━━━ Entries shown ━━━
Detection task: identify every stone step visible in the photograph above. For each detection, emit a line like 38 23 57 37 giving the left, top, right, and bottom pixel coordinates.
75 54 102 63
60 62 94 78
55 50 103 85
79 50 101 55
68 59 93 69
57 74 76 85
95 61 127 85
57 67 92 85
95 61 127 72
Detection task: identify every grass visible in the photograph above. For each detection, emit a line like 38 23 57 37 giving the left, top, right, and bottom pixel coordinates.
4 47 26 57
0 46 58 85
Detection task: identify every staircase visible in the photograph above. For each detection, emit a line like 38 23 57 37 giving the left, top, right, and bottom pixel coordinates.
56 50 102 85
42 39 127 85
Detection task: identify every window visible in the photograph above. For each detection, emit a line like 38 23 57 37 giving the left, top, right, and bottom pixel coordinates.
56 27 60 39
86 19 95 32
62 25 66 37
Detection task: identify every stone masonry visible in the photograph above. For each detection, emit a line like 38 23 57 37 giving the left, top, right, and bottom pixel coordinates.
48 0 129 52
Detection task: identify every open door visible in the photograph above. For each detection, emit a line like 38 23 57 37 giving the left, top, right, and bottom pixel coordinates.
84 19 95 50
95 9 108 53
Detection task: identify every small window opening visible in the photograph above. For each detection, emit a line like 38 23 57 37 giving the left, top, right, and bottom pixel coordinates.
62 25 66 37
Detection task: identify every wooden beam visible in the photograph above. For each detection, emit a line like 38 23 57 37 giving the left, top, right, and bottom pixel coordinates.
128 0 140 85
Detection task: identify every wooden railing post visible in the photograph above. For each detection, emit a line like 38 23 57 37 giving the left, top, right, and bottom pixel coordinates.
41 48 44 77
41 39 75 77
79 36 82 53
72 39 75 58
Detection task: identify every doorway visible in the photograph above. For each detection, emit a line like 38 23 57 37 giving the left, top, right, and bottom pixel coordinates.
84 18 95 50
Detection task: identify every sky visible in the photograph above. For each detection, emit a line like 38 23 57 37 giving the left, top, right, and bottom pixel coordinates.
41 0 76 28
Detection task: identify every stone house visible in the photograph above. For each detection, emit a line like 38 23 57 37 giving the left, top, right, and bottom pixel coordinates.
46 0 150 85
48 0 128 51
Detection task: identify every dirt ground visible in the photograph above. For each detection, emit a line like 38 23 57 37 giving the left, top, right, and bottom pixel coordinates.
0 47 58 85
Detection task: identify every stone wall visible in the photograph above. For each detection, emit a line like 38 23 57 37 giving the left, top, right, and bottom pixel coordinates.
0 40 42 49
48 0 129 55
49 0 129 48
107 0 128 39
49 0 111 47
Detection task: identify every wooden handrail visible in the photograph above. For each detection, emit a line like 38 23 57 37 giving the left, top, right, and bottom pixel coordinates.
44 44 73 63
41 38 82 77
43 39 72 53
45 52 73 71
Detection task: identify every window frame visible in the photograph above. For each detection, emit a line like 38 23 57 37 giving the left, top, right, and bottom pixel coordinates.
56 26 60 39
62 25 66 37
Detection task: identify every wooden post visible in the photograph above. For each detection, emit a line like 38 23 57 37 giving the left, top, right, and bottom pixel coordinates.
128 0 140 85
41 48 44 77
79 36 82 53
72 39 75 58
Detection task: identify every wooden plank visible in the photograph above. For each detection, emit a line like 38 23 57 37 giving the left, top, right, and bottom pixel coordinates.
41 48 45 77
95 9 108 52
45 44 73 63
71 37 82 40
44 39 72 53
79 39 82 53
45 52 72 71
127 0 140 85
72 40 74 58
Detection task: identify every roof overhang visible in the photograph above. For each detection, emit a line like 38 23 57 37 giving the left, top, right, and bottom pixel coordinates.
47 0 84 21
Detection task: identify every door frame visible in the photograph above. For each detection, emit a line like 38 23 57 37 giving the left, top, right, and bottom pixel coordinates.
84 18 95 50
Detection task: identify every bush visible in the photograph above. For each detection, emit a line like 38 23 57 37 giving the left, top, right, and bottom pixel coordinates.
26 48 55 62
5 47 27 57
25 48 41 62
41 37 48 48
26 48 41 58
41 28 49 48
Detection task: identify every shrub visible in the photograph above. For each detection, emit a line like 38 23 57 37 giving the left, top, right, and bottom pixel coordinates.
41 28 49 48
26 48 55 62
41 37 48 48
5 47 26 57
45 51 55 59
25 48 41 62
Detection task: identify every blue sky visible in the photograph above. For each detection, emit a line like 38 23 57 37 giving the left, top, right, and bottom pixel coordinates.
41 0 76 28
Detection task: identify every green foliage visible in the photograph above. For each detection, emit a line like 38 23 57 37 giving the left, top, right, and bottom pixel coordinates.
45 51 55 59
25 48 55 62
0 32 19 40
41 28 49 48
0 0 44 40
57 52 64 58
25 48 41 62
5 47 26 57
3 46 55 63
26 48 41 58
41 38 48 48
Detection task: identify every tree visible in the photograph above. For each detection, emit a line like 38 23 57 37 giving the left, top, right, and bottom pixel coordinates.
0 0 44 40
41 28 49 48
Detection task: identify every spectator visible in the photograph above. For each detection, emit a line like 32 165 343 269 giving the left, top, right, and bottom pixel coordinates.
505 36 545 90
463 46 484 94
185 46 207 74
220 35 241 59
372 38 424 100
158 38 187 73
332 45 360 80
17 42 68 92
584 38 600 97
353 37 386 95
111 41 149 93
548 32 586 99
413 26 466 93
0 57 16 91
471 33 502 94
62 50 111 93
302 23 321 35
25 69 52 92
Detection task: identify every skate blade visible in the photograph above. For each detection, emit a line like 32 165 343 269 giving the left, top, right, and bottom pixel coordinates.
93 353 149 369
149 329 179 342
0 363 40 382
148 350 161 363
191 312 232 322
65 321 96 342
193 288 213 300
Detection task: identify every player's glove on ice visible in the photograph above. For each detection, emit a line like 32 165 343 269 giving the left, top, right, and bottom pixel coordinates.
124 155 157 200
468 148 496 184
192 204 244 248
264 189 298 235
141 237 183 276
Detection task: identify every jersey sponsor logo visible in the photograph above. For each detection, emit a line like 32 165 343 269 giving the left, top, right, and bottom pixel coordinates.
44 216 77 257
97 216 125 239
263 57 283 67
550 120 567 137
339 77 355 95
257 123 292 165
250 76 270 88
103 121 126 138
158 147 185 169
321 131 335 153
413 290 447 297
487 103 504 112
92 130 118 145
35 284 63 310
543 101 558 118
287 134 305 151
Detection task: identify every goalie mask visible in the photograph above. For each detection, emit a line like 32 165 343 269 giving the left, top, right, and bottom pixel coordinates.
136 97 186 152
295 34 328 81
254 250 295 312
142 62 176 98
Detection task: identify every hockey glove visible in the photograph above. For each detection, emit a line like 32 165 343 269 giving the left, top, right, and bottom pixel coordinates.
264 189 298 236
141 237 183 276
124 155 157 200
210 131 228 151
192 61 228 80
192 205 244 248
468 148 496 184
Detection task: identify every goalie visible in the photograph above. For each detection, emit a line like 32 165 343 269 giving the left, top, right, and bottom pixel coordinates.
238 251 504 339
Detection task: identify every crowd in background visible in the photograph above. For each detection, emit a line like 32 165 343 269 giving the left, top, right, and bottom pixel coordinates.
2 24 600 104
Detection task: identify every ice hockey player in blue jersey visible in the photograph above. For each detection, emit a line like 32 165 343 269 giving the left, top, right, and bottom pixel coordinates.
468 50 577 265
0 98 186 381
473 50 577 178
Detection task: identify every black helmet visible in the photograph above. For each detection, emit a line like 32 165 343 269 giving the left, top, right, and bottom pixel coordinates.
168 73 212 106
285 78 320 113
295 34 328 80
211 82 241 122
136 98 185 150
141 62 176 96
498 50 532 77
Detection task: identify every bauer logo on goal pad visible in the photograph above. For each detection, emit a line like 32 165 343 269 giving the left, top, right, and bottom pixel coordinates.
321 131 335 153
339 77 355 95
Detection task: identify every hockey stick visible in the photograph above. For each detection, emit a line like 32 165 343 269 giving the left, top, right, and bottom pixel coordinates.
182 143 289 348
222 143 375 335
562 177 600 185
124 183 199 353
━━━
Try it:
Would you repeat the lines from the one containing "Detection task: identify every hockey stick" through the end of the data, exactly, with nothing before or after them?

Task output:
Detection task: identify every hockey stick visible in the photograph above. For each detection, emit a line like 32 165 343 269 giving the left, top, right, and bottom pixel coordinates.
182 143 289 348
222 143 375 335
562 177 600 185
124 183 199 353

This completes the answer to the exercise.